Which lines in the entries below contain the string "cluster", counting uppercase and lowercase as different? Pick out each of those lines and copy it.

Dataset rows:
- - - -

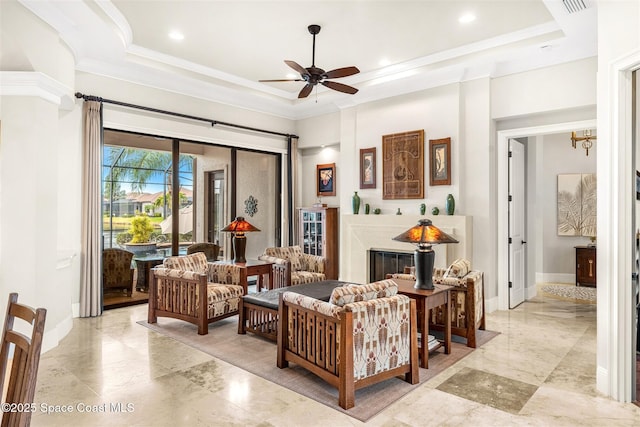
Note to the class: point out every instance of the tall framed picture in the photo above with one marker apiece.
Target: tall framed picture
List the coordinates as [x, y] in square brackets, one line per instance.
[326, 179]
[440, 161]
[403, 165]
[368, 167]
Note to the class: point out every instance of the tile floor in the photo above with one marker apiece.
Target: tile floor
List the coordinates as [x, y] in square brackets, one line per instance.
[110, 371]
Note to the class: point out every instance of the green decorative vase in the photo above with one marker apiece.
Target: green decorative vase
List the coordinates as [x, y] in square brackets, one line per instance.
[355, 203]
[450, 204]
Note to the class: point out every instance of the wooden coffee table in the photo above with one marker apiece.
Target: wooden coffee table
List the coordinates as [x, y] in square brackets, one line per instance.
[253, 267]
[258, 313]
[425, 301]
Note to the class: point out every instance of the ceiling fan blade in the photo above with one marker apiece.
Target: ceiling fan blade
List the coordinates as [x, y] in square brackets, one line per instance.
[282, 80]
[342, 72]
[306, 90]
[299, 68]
[340, 87]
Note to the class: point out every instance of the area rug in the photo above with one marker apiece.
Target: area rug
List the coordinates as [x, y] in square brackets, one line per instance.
[258, 356]
[569, 291]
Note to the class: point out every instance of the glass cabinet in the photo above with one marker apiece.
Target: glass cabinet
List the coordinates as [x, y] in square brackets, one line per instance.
[319, 236]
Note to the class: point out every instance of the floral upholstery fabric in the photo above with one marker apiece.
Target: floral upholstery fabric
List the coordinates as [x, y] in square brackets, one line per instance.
[353, 293]
[292, 254]
[223, 299]
[192, 262]
[381, 331]
[299, 260]
[223, 289]
[223, 273]
[402, 276]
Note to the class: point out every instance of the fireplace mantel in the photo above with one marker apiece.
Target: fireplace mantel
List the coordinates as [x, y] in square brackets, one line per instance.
[361, 233]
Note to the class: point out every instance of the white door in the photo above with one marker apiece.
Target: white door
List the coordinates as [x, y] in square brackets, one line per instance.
[517, 240]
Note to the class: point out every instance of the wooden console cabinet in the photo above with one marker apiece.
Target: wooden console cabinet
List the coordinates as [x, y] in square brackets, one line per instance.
[586, 266]
[318, 235]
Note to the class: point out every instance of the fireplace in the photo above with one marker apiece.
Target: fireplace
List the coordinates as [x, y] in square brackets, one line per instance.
[383, 262]
[361, 234]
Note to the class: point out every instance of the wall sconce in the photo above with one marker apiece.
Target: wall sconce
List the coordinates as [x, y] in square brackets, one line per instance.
[238, 228]
[424, 235]
[586, 140]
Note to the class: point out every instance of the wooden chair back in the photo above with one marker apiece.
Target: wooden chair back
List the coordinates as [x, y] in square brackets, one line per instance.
[19, 360]
[211, 250]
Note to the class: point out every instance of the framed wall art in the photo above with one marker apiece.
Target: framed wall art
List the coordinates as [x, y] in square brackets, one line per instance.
[326, 179]
[368, 167]
[403, 165]
[577, 204]
[440, 161]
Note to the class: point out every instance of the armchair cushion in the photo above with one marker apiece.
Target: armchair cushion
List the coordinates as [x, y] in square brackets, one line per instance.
[354, 293]
[193, 262]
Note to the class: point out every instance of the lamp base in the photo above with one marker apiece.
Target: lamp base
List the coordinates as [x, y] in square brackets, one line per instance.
[239, 247]
[424, 259]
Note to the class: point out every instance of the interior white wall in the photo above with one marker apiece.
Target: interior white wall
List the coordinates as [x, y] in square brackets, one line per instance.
[559, 157]
[256, 177]
[38, 244]
[618, 54]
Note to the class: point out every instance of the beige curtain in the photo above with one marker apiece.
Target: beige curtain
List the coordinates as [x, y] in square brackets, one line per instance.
[294, 190]
[91, 260]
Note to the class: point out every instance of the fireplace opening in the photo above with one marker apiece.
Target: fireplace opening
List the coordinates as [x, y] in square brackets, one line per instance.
[383, 262]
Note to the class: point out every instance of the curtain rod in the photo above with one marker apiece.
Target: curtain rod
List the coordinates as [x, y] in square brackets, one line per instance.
[184, 116]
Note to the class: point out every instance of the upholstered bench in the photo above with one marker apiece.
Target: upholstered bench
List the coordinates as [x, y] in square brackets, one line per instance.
[259, 312]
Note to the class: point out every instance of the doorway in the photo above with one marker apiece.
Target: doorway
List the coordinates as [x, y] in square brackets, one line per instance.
[503, 225]
[517, 223]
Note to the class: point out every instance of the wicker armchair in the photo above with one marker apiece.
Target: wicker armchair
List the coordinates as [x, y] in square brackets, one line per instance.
[178, 287]
[117, 273]
[363, 335]
[467, 299]
[291, 266]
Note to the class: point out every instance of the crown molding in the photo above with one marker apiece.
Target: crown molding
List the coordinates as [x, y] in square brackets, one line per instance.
[36, 84]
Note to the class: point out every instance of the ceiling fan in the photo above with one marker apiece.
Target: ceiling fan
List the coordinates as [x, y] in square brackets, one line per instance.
[314, 75]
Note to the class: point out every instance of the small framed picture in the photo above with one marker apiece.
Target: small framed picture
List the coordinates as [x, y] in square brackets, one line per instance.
[326, 179]
[368, 167]
[440, 161]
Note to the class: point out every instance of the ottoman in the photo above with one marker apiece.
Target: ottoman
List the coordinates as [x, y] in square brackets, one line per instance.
[258, 313]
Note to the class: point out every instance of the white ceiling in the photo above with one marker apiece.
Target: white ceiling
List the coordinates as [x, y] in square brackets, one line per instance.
[229, 45]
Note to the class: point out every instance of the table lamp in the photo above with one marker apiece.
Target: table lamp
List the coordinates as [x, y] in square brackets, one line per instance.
[238, 228]
[424, 235]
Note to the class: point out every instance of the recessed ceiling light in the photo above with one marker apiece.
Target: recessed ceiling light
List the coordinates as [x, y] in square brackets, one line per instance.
[466, 18]
[176, 35]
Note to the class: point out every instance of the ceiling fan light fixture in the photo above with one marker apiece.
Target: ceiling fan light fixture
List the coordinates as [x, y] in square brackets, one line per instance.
[313, 75]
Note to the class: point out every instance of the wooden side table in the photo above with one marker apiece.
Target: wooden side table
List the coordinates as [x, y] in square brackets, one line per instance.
[425, 301]
[254, 267]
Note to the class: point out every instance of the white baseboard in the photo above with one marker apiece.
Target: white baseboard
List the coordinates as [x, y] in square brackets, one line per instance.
[490, 304]
[52, 337]
[555, 278]
[75, 309]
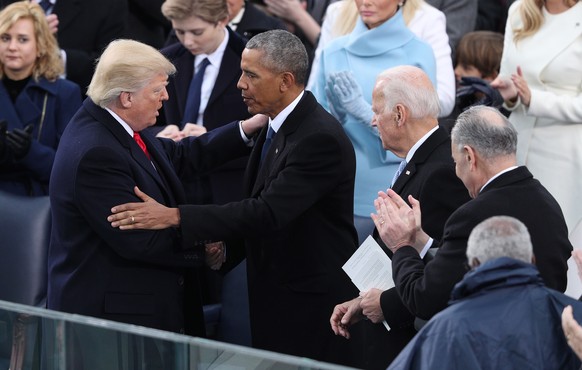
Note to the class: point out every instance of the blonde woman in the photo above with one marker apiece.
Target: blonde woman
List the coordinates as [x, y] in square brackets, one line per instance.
[35, 103]
[541, 82]
[425, 21]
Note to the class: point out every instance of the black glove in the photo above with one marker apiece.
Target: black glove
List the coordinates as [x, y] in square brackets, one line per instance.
[475, 91]
[2, 139]
[19, 140]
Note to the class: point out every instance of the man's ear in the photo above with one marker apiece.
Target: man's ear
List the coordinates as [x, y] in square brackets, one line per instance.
[401, 114]
[470, 155]
[125, 98]
[287, 81]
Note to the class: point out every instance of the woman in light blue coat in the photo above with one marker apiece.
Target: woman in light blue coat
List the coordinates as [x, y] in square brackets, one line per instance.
[348, 68]
[35, 104]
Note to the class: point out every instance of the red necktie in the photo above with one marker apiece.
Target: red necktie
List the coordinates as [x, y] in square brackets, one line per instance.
[141, 144]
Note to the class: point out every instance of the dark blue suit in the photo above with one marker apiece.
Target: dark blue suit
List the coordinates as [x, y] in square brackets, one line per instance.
[425, 287]
[297, 224]
[223, 184]
[141, 277]
[30, 175]
[430, 177]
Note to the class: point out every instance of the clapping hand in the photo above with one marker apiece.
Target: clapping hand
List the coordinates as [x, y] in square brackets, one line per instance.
[350, 97]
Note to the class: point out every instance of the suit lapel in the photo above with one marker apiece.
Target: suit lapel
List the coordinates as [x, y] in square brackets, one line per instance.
[102, 116]
[277, 150]
[518, 174]
[229, 71]
[419, 157]
[185, 67]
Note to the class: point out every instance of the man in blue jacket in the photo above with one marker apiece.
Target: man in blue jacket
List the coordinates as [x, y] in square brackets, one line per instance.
[501, 314]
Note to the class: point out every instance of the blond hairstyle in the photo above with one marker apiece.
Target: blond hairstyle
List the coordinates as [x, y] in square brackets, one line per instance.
[531, 14]
[348, 15]
[211, 11]
[126, 65]
[48, 63]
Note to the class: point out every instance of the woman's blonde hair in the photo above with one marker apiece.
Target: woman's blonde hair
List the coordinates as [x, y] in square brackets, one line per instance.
[126, 66]
[48, 62]
[211, 11]
[348, 15]
[532, 16]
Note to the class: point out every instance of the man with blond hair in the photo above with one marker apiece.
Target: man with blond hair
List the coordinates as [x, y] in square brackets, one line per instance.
[145, 277]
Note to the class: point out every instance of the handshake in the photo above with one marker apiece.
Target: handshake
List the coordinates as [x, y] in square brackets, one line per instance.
[173, 131]
[14, 144]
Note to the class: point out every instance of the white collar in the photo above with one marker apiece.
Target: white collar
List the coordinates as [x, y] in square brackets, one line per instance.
[277, 122]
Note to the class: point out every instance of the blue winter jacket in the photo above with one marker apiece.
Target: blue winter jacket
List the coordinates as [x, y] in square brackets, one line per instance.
[501, 316]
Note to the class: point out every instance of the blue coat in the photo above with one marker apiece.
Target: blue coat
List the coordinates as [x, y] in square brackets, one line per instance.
[367, 52]
[30, 175]
[501, 317]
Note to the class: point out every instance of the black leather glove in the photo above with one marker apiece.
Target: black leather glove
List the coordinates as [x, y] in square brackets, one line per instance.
[19, 140]
[2, 139]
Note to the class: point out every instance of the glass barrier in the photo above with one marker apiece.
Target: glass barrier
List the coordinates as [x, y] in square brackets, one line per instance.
[36, 338]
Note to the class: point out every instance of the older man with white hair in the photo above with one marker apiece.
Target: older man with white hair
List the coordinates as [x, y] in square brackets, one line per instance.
[501, 314]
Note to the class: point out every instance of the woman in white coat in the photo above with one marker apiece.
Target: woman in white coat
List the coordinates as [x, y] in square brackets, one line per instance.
[541, 82]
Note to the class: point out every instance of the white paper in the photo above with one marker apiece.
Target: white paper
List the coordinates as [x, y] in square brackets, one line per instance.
[370, 267]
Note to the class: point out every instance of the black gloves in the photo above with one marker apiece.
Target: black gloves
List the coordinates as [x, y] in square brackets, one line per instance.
[18, 141]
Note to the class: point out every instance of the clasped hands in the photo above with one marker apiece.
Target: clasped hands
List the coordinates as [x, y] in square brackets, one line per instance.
[397, 223]
[513, 87]
[173, 132]
[366, 306]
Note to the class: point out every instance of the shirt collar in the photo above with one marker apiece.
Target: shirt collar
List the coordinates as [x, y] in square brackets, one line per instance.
[496, 176]
[236, 20]
[121, 122]
[277, 122]
[412, 150]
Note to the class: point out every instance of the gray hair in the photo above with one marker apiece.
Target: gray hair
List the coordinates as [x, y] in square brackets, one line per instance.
[282, 52]
[126, 65]
[485, 130]
[500, 236]
[411, 87]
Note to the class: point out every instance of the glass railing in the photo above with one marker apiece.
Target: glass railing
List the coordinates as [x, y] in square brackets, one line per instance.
[35, 338]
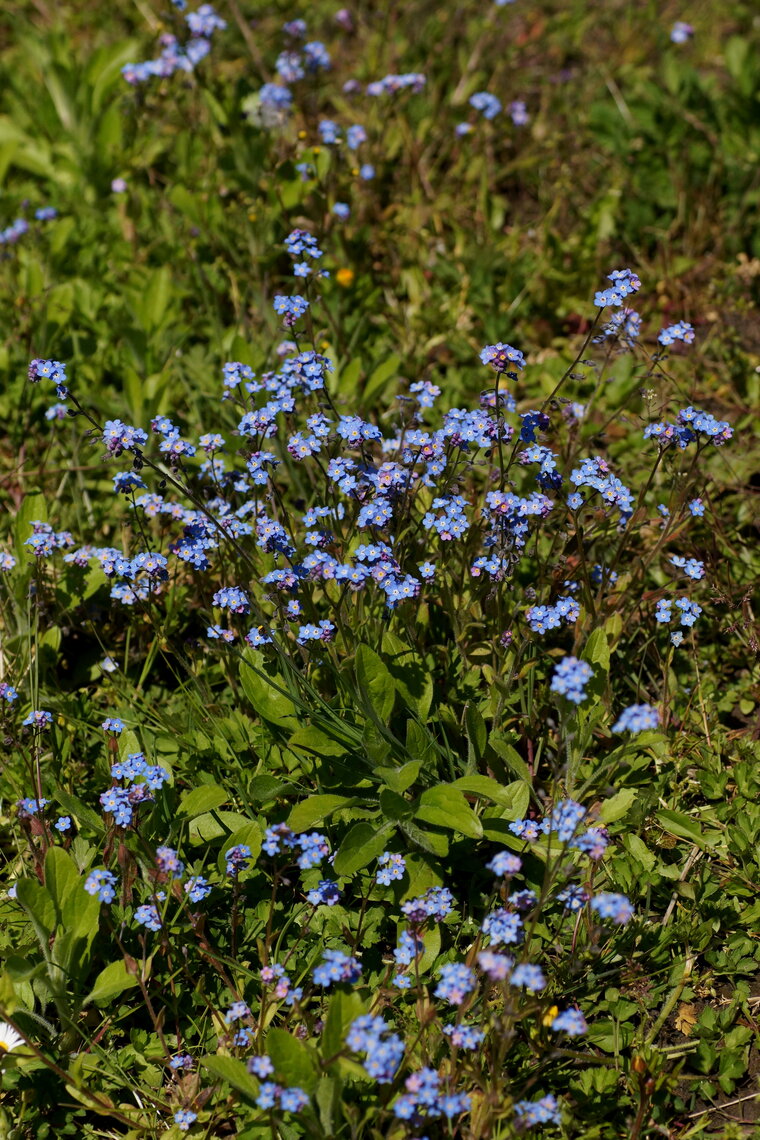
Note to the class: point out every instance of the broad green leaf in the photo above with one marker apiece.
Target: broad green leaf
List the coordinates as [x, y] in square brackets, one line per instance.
[39, 905]
[202, 799]
[639, 851]
[60, 877]
[362, 844]
[215, 824]
[446, 807]
[33, 507]
[235, 1074]
[81, 812]
[250, 836]
[316, 742]
[476, 735]
[400, 780]
[111, 982]
[316, 808]
[380, 379]
[267, 699]
[294, 1063]
[487, 788]
[618, 805]
[432, 944]
[431, 841]
[375, 683]
[342, 1009]
[684, 827]
[413, 678]
[597, 651]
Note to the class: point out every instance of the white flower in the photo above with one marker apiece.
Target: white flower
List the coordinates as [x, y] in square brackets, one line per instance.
[9, 1039]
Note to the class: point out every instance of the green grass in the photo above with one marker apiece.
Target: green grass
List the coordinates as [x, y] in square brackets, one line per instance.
[416, 730]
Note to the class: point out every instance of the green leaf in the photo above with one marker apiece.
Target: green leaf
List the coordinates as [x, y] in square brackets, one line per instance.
[264, 789]
[34, 506]
[618, 805]
[202, 799]
[317, 808]
[400, 780]
[316, 742]
[294, 1063]
[430, 841]
[235, 1074]
[342, 1009]
[446, 807]
[507, 752]
[248, 836]
[81, 812]
[375, 683]
[268, 700]
[380, 379]
[432, 944]
[60, 877]
[414, 681]
[76, 911]
[639, 851]
[362, 844]
[684, 827]
[214, 825]
[476, 735]
[487, 788]
[111, 982]
[597, 651]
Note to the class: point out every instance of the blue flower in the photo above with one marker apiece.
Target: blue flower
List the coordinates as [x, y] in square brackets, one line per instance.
[101, 882]
[464, 1036]
[457, 980]
[336, 967]
[391, 866]
[570, 678]
[38, 718]
[113, 724]
[185, 1118]
[434, 904]
[503, 357]
[570, 1022]
[505, 863]
[327, 893]
[237, 858]
[293, 1100]
[681, 331]
[609, 905]
[545, 1110]
[485, 103]
[197, 888]
[637, 718]
[503, 927]
[384, 1050]
[528, 976]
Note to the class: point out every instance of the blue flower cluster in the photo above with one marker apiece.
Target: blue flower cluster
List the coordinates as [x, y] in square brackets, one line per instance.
[383, 1049]
[570, 678]
[692, 425]
[425, 1100]
[637, 718]
[173, 57]
[139, 781]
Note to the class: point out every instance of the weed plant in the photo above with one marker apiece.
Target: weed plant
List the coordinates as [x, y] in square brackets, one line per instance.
[377, 667]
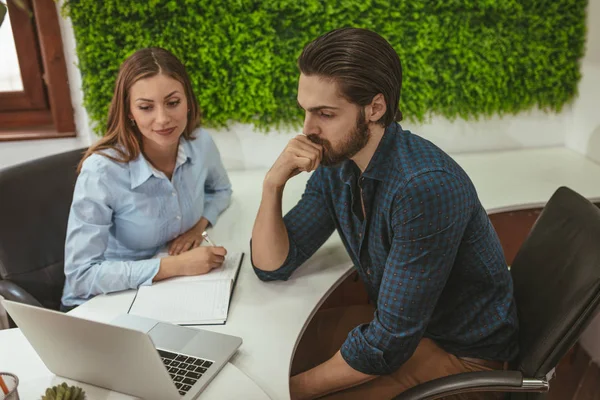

- - - -

**Finished exercise**
Note to the class: point out every instance of the blue flower cluster in the photo above with one marker apiece.
Target: blue flower cluster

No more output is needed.